- SOURCE PASSAGE
▬▬▬▬▬▬▬▬▬▬

The Trump Administration, in its conintued assault on the migrant community, has asked the Supreme Court for permission to exclude all undocumented residents from being counted – even though that has never happened in the country’s 244 year history.

During this week’s arguments over the case, the court’s justices all seemed to cast doubt on Trump’s plan but not necessarily for the same reasons. Though some immigration advocated worry that the Supreme Court is still set to grant the outgoing Donald Trump a lame duck victory that could cause major headaches for a President Biden.

The Supreme Court seemed skeptical of Trump’s plan to exclude undocumented immigrants from census.

On Monday, the Supreme Court heard arguments over Trump’s plan to exclude undocumented residents from the census count. But during an audio-only oral argument session that stretched to more than an hour and a half, there appeared to be few, if any, takers on the high court for Trump’s effort to leave all unlawful immigrants out of the critical count.

Even many of the court’s most conservative justices – including those Trump named to the court – seemed highly skeptical of the constitutionality of the president’s move, but they also expressed misgivings about ruling on that issue now when thorny questions about smaller groups of undocumented migrants could be just weeks away.

The court’s conservatives, who hold a 6-3 majority, signaled such a ruling might be premature based on the administration’s admission that it does not yet know how or if it will be able to implement the proposal.

Several of the justices seemed to imply that rushing a decision through would be a major mistake.

Even Trump’s own Census Bureau admitted that it has no idea yet how many people would be excluded or when it will have the answer. The justices appeared to be reluctant to act immediately to block the plan based on that admission alone.

“Career experts at the Census Bureau confirmed with me that they still don’t know even roughly how many illegal aliens they will be able to identify, let alone how their number and geographic concentration may affect apportionment,” said acting Solicitor General Jeffrey Wall, the government’s chief lawyer.

Near the outset of Monday’s session, Chief Justice John Roberts seemed to be urging some delay, despite the fact that the court urgently accelerated arguments in the case at the request of the Trump administration.

“What is the problem with post-apportionment litigation?” Roberts asked. “We don’t know what the secretary is going to do. We don’t know what the president is going to do. We don’t know how many aliens will be excluded. We don’t know what the effect of that will be on apportionment. All these questions would be resolved if we wait until the apportionment takes place.”

Much of the argument session turned on technical procedural questions about whether the suit is premature, since the Census Bureau hasn’t yet provided Trump with its report. Some justices also speculated that the number of foreigners the Census Bureau ultimately identifies as potentially subject to exclusion could wind up being so small that it wouldn’t have much impact on the apportionment of House seats among the states.

▬▬▬▬▬▬▬▬▬▬

Collected data
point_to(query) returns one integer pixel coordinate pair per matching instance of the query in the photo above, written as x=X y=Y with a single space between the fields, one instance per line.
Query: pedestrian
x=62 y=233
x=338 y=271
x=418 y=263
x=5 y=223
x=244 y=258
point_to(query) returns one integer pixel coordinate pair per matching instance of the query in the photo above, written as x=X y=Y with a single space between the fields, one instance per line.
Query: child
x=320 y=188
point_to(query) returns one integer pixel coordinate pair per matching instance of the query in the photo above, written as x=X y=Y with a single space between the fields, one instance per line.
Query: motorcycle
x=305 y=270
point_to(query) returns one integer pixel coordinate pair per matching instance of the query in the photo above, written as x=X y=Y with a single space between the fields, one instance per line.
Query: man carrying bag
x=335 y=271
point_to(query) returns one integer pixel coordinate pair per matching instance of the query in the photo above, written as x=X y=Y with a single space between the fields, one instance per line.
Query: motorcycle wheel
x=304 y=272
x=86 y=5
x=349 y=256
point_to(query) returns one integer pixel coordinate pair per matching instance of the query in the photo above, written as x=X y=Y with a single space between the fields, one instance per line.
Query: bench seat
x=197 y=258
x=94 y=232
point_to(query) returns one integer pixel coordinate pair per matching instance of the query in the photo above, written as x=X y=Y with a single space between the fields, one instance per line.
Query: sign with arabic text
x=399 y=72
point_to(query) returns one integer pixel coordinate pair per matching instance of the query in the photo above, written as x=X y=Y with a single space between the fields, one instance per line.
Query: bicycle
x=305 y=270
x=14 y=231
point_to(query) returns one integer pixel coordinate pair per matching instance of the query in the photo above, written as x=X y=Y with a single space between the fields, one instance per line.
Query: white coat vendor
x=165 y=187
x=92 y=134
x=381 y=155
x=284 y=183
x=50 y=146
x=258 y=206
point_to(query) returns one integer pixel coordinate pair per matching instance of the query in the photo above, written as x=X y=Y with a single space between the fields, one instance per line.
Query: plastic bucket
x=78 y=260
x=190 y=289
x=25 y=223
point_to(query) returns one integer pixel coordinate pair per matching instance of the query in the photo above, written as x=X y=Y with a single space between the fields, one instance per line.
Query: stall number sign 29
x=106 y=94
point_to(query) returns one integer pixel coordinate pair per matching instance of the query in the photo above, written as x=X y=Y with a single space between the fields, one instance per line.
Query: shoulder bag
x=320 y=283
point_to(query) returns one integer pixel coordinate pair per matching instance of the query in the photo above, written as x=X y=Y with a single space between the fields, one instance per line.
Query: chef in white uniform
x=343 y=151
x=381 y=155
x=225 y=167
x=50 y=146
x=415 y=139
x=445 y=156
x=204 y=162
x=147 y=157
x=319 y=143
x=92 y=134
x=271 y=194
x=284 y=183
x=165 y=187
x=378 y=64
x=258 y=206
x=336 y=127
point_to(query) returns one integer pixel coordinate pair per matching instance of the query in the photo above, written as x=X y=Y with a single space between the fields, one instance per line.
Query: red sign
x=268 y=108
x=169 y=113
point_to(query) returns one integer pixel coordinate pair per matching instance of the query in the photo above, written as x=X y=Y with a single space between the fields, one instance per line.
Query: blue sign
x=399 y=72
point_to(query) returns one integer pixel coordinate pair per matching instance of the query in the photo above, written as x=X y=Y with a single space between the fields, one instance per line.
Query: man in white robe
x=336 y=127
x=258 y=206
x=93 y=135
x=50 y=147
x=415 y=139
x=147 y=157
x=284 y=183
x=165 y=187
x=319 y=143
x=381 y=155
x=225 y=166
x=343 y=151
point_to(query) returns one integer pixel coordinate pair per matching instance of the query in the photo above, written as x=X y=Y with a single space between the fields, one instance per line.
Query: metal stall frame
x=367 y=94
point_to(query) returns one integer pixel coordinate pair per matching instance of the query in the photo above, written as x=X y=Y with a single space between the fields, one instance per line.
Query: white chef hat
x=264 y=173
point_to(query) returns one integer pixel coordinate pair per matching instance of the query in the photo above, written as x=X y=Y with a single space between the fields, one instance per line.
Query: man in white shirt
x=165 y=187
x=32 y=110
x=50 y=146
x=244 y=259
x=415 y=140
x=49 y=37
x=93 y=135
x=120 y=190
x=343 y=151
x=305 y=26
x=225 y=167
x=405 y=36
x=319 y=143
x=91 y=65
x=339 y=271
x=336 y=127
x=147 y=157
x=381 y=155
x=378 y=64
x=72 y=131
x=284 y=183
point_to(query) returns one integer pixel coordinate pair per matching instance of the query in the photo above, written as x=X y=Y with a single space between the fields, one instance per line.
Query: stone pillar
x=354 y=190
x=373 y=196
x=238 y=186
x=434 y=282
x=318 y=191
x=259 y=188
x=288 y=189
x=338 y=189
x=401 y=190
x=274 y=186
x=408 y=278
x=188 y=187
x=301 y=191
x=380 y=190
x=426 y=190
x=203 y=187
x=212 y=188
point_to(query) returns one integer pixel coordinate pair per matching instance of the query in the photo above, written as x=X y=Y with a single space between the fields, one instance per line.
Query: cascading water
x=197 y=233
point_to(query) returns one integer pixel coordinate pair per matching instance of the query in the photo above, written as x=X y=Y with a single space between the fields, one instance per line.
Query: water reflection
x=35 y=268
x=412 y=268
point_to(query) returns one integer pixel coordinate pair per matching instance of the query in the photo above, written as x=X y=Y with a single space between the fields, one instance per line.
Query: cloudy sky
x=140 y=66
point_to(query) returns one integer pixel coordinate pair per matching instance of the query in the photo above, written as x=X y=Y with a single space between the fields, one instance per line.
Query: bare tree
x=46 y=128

▬▬▬▬▬▬▬▬▬▬

- WORK TASK
Repeat word for word the part of the census case article starting at "Near the outset" and ending at "the Trump administration.". None of the listing is needed here.

- OUTPUT FOR THIS EXERCISE
Near the outset of Monday’s session, Chief Justice John Roberts seemed to be urging some delay, despite the fact that the court urgently accelerated arguments in the case at the request of the Trump administration.